#### Work to do
A. Please copy the passage on fingerprinting algorithms word for word, starting with "Fingerprints are typically" and going on through "previously fetched copy.".
B. Repeat the records verbatim, starting with the line with "Please locate the green" and going on through the last line of the records, both ends included.

--- start of Selected excerpt ---

= Fingerprint (computing) =

Digital identifier derived from the data by an algorithm
In computer science, a fingerprinting algorithm is a procedure that maps an arbitrarily large data item (such as a computer file) to a much shorter bit string, its fingerprint, that uniquely identifies the original data for all practical purposes just as human fingerprints uniquely identify people for practical purposes. This fingerprint may be used for data deduplication purposes. This is also referred to as file fingerprinting, data fingerprinting, or structured data fingerprinting.

Fingerprints are typically used to avoid the comparison and transmission of bulky data. For instance, a web browser or proxy server can efficiently check whether a remote file has been modified by fetching only its fingerprint and comparing it with that of the previously fetched copy.

Fingerprint functions may be seen as high-performance hash functions used to uniquely identify substantial blocks of data where cryptographic hash functions may be unnecessary.

Special algorithms exist for audio and video fingerprinting.

==Properties==

===Virtual uniqueness===

To serve its intended purposes, a fingerprinting algorithm must be able to capture the identity of a file with virtual certainty. In other words, the probability of a collision — two files yielding the same fingerprint — must be negligible, compared to the probability of other unavoidable causes of fatal errors (such as the system being destroyed by war or by a meteorite): say, 10^{−20} or less.

This requirement is somewhat similar to that of a checksum function, but is much more stringent. To detect accidental data corruption or transmission errors, it is sufficient that the checksums of the original file and any corrupted version will differ with near certainty, given some statistical model for the errors. In typical situations, this goal is easily achieved with 16- or 32-bit checksums. In contrast, file fingerprints need to be at least 64-bit long to guarantee virtual uniqueness in large file systems (see birthday attack).

When proving the above requirement, one must take into account that files are generated by highly non-random processes that create complicated dependencies among files. For instance, in a typical business network, one usually finds many pairs or clusters of documents that differ only by minor edits or other slight modifications. A good fingerprinting algorithm must ensure that such "natural" processes generate distinct fingerprints, with the desired level of certainty.

===Compounding===

Computer files are often combined in various ways, such as concatenation (as in archive files) or symbolic inclusion (as with the C preprocessor's #include directive). Some fingerprinting algorithms allow the fingerprint of a composite file to be computed from the fingerprints of its constituent parts. This "compounding" property may be useful in some applications, such as detecting when a program needs to be recompiled.

--- end of Selected excerpt ---
--- start of Stored data ---

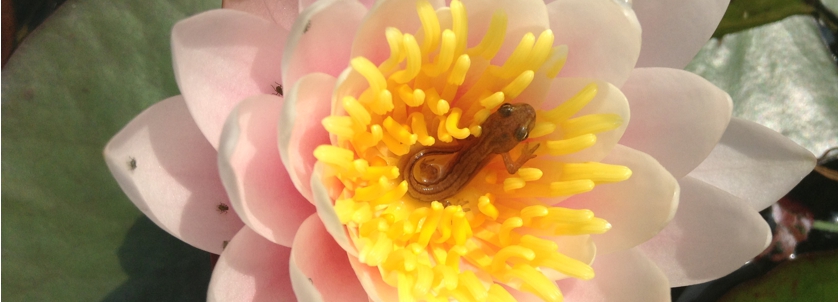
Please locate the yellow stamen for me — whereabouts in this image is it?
[314,0,631,302]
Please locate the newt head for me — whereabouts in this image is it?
[481,103,535,153]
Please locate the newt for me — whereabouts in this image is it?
[402,103,539,202]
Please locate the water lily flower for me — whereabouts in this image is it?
[105,0,815,301]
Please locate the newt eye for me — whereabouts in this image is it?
[498,103,514,117]
[515,126,530,142]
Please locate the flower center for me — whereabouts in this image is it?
[314,0,631,301]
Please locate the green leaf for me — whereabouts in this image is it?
[713,0,814,37]
[719,251,838,302]
[687,16,838,154]
[2,0,220,301]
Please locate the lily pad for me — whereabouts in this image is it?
[719,251,838,302]
[2,0,220,301]
[687,16,838,154]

--- end of Stored data ---

#### Response list
A.
Fingerprints are typically used to avoid the comparison and transmission of bulky data. For instance, a web browser or proxy server can efficiently check whether a remote file has been modified by fetching only its fingerprint and comparing it with that of the previously fetched copy.

B.
Please locate the green leaf for me — whereabouts in this image is it?
[713,0,814,37]
[719,251,838,302]
[687,16,838,154]
[2,0,220,301]
Please locate the lily pad for me — whereabouts in this image is it?
[719,251,838,302]
[2,0,220,301]
[687,16,838,154]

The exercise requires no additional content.